**EXTRACTED RECORDS:**

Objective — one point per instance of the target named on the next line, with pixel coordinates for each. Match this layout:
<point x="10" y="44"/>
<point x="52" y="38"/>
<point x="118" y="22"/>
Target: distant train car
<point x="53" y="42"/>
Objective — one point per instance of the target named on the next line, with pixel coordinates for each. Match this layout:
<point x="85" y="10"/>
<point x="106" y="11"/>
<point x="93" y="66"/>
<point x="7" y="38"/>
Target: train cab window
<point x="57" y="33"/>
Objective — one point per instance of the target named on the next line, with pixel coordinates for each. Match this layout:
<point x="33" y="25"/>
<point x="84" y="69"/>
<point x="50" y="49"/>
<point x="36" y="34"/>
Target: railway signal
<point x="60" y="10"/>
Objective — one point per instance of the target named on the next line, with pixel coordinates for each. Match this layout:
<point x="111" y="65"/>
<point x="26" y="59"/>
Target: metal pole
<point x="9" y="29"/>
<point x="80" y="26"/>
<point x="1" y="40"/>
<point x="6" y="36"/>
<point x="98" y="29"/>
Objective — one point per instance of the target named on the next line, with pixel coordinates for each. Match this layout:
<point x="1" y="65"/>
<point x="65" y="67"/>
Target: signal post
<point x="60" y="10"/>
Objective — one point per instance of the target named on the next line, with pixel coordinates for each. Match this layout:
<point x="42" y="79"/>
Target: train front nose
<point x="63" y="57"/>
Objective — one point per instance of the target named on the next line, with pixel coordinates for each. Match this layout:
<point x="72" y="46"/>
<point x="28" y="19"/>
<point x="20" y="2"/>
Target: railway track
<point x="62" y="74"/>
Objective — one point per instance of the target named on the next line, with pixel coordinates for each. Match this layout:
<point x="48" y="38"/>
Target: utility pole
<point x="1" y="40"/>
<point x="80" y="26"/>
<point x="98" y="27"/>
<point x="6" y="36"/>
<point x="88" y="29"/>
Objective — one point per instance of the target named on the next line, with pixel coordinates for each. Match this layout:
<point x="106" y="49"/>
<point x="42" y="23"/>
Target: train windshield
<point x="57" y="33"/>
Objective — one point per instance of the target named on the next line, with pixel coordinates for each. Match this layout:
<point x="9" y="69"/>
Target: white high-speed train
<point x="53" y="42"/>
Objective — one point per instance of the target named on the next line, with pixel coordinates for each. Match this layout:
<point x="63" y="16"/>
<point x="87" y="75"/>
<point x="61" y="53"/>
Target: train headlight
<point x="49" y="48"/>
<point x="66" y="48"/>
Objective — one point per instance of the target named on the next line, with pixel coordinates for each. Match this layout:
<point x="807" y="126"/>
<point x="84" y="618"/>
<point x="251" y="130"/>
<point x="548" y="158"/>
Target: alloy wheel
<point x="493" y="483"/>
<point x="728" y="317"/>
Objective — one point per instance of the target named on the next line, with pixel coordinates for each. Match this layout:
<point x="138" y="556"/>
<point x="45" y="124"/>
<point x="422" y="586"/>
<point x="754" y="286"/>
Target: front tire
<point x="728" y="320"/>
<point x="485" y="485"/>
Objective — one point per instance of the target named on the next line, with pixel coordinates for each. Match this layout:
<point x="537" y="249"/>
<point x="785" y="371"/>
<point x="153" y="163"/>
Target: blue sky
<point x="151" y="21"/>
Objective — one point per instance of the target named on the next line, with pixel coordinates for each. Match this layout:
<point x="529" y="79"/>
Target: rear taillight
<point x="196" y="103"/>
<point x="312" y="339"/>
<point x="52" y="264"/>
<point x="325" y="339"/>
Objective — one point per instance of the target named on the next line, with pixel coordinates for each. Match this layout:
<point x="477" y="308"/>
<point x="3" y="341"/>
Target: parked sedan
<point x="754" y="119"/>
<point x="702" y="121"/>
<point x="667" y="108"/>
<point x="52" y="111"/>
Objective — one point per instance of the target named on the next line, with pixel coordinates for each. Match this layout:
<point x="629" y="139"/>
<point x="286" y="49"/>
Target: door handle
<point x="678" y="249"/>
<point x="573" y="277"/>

**WHAT YOU NEED TO DO:**
Word for word, repeat every entry listed above.

**TASK RESULT:**
Objective — one point per instance of the target named on the next line, with pixel coordinates for each. Match this layout:
<point x="10" y="44"/>
<point x="52" y="38"/>
<point x="118" y="22"/>
Target: distant train car
<point x="53" y="42"/>
Objective — one point per instance of the target named on the next line, with pixel coordinates for each. Match this layout:
<point x="85" y="10"/>
<point x="106" y="11"/>
<point x="93" y="66"/>
<point x="7" y="38"/>
Target: train cab window
<point x="57" y="33"/>
Objective — one point per instance of the target named on the next line, with pixel coordinates for each. Match this layout:
<point x="33" y="25"/>
<point x="84" y="69"/>
<point x="50" y="49"/>
<point x="36" y="34"/>
Target: railway signal
<point x="60" y="10"/>
Objective — one point per instance of the target named on the next line, with pixel coordinates for each. Match this layout:
<point x="111" y="65"/>
<point x="26" y="59"/>
Target: metal pole
<point x="9" y="29"/>
<point x="80" y="26"/>
<point x="1" y="40"/>
<point x="6" y="36"/>
<point x="98" y="29"/>
Objective — one point per instance of the target named on the next line, with pixel coordinates for each. Match this layout:
<point x="1" y="65"/>
<point x="65" y="67"/>
Target: signal post
<point x="60" y="10"/>
Objective — one point per instance of the target named on the next line, with pixel coordinates for each. Match this layout:
<point x="42" y="79"/>
Target: train front nose
<point x="63" y="57"/>
Objective — one point per instance of the target named on the next line, with pixel coordinates for each. Match this layout:
<point x="72" y="46"/>
<point x="28" y="19"/>
<point x="20" y="2"/>
Target: railway track
<point x="62" y="74"/>
Objective — one point per instance of the target named on the next line, with pixel coordinates for each. Match this layout:
<point x="48" y="38"/>
Target: utility pole
<point x="1" y="40"/>
<point x="80" y="26"/>
<point x="98" y="27"/>
<point x="6" y="36"/>
<point x="88" y="29"/>
Objective — one point per instance of the target named on the next line, with pixel coordinates for each. Match this layout:
<point x="106" y="49"/>
<point x="42" y="23"/>
Target: train windshield
<point x="57" y="33"/>
Objective — one point per instance of the target named on the next line, with pixel coordinates for each. Match this layout:
<point x="9" y="69"/>
Target: white high-speed train
<point x="53" y="42"/>
Objective — one point per instance of the target named on the next line, with pixel coordinates for each. Match this layout:
<point x="63" y="16"/>
<point x="87" y="75"/>
<point x="61" y="53"/>
Target: train headlight
<point x="49" y="48"/>
<point x="66" y="48"/>
Objective — one point per instance of the target named on the next line, with pixel coordinates for each. Match this layout:
<point x="807" y="126"/>
<point x="84" y="618"/>
<point x="251" y="130"/>
<point x="548" y="158"/>
Target: alloy wheel
<point x="493" y="483"/>
<point x="728" y="317"/>
Objective — one point per instance of the target named on the next line, with pixel coordinates for each. Match this layout:
<point x="138" y="556"/>
<point x="45" y="124"/>
<point x="422" y="586"/>
<point x="754" y="286"/>
Target: front tire
<point x="728" y="320"/>
<point x="485" y="485"/>
Objective — one point per instance of the target named on the next line, with pixel coordinates for each. Match this layout:
<point x="537" y="249"/>
<point x="785" y="371"/>
<point x="153" y="163"/>
Target: blue sky
<point x="151" y="21"/>
Objective — one point per instance of the target named on the next line, with pixel coordinates for each. Match this layout:
<point x="529" y="79"/>
Target: rear taillight
<point x="196" y="103"/>
<point x="312" y="339"/>
<point x="52" y="264"/>
<point x="325" y="339"/>
Objective — one point per instance of the target named on the next line, with pixel coordinates for each. Match this layout:
<point x="477" y="308"/>
<point x="3" y="341"/>
Target: parked sedan
<point x="754" y="119"/>
<point x="702" y="121"/>
<point x="667" y="108"/>
<point x="52" y="111"/>
Objective — one point per instance of the target named on the next line, with pixel coordinates for each. Match this layout:
<point x="629" y="139"/>
<point x="286" y="49"/>
Target: door handle
<point x="678" y="249"/>
<point x="573" y="277"/>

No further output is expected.